*TASK DESCRIPTION*:
Answer these questions from the text about Pakistan's history:
1. Who was engaged as the historical consultant for Diliris: Ertugrul?
2. Whose invasion in 1525 was the last one this region saw?
3. Through which city did the British enter India?

(SOURCE EXTRACT Opens)

The Turkish television series, Diliris: Ertugrul, has taken Pakistan by storm. Setting aside the impact of a gripping script, which is the staple of all TV series, what impresses is the meticulous research that would have gone into creating the sets, costumes and cultural etiquette of the times. Feridun Emecan, a historical consultant, whose area of expertise is the Ottoman period, was engaged. There has been talk of Mehmet Bozdag, the scriptwriter of Ertugrul, wanting to do a project in Pakistan. But where are the cultural references, the images, the artefacts to be found? Our history is almost exclusively the history of war and politics and sceptics would agree with Napoleon Bonaparte who said, “History is a set of lies agreed upon.”

We see Pakistan as a static society divided into provinces and tribes, shaken by the two-way migrations in 1947. We forget that, since 2000 BC, this region has seen wave after wave of invasions and settlers from north of the Caspian sea, from Persia, China , Central Asia , Greece, the rest of India and Arabia. The last invasion this region saw was that of Babar in 1525. We have had almost 500 years to establish impermeable tribal identities, since the next invaders, the British, entered India through Calcutta in the East. It is difficult to imagine that Bactrians, Sakas, Achaemenids, Persians, Huns, Sogdians, Yeuchi, Ionians andMacedonians crossed our rivers, and travellers from distant countries, traded here, made their homes here, intermarried here and added their culture, art and genetics here. These unfamiliar names do not make it into our history books.

(SOURCE EXTRACT Closes)
(INFORMATION GIVEN Opens)

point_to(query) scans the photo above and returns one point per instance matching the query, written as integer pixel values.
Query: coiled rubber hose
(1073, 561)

(INFORMATION GIVEN Closes)
(INFORMATION GIVEN Opens)

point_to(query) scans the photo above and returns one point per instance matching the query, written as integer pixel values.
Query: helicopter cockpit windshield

(INFORMATION GIVEN Closes)

*RESULT BELOW*:
1. Feridun Emecan
2. Babar
3. Calcutta